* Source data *
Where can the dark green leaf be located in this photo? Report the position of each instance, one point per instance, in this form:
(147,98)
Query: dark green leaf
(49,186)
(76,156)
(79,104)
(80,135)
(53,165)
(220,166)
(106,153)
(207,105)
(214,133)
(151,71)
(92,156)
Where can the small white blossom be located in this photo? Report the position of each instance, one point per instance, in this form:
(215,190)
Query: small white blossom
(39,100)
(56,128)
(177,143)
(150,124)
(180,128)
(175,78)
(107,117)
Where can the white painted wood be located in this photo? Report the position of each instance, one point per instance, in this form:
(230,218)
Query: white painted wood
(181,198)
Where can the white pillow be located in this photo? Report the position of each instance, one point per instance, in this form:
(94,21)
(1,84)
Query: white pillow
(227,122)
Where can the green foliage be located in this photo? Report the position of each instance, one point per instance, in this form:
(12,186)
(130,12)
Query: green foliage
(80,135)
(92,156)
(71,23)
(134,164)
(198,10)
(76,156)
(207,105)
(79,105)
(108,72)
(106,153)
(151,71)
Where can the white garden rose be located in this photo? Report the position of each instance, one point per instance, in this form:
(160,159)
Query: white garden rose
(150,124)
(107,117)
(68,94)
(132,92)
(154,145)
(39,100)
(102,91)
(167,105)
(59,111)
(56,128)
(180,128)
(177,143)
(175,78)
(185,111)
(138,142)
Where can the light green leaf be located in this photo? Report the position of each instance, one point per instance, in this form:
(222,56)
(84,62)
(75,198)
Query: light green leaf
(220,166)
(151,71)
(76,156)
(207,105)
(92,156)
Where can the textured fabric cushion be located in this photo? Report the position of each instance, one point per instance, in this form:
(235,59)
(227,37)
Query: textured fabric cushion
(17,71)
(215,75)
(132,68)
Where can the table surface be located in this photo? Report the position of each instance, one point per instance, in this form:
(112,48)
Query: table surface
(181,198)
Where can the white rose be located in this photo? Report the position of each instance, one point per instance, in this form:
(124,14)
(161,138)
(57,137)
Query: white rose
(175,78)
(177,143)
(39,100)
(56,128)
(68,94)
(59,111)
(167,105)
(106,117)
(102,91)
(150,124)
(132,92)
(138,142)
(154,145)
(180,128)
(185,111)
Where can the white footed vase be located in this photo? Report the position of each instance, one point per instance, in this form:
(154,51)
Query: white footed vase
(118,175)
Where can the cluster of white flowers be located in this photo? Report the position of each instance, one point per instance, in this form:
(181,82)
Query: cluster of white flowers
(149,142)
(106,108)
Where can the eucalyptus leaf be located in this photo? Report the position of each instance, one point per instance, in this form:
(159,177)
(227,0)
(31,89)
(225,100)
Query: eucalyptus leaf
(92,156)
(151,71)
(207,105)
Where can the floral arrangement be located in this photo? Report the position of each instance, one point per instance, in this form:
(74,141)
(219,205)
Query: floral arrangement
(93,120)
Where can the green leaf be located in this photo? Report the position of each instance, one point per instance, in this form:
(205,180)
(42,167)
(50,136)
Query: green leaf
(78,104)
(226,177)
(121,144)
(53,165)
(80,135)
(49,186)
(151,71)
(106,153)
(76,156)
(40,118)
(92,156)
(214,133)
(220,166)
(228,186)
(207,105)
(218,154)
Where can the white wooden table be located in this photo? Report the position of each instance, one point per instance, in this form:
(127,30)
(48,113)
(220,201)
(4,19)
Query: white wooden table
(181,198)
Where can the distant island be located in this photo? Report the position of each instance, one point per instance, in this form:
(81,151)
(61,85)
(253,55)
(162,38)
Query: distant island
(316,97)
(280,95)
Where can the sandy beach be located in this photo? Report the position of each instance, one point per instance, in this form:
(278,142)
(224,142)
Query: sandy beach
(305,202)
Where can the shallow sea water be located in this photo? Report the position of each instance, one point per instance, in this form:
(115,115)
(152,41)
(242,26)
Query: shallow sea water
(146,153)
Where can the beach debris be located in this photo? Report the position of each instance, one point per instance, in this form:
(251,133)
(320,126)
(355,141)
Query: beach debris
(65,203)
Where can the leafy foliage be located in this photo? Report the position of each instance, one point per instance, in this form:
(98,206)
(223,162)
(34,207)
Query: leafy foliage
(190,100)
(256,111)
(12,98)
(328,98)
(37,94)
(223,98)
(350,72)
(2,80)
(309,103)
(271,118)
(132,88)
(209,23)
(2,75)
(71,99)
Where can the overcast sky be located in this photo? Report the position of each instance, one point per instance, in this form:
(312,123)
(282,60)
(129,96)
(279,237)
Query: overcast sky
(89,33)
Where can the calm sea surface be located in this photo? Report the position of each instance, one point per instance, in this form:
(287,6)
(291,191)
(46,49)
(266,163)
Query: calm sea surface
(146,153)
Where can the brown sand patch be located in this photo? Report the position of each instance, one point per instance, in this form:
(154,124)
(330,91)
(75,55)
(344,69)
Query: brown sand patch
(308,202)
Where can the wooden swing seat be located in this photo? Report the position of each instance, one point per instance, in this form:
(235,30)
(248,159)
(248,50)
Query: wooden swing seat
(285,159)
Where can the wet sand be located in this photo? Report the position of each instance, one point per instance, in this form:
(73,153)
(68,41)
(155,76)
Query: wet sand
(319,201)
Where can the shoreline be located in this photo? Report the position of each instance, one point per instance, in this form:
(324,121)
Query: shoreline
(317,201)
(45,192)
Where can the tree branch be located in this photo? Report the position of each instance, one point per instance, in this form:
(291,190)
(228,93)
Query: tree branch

* Goal of the exercise *
Rewrite the rows beginning at the line that contains "Where can the tree" and continuing through the last row, replacing "branch" with "limb" and leaving everything else unchanged.

* Final result *
Where can the tree limb be located in this photo? Report the position of each instance, one point per instance, in this form:
(291,190)
(228,93)
Query: tree limb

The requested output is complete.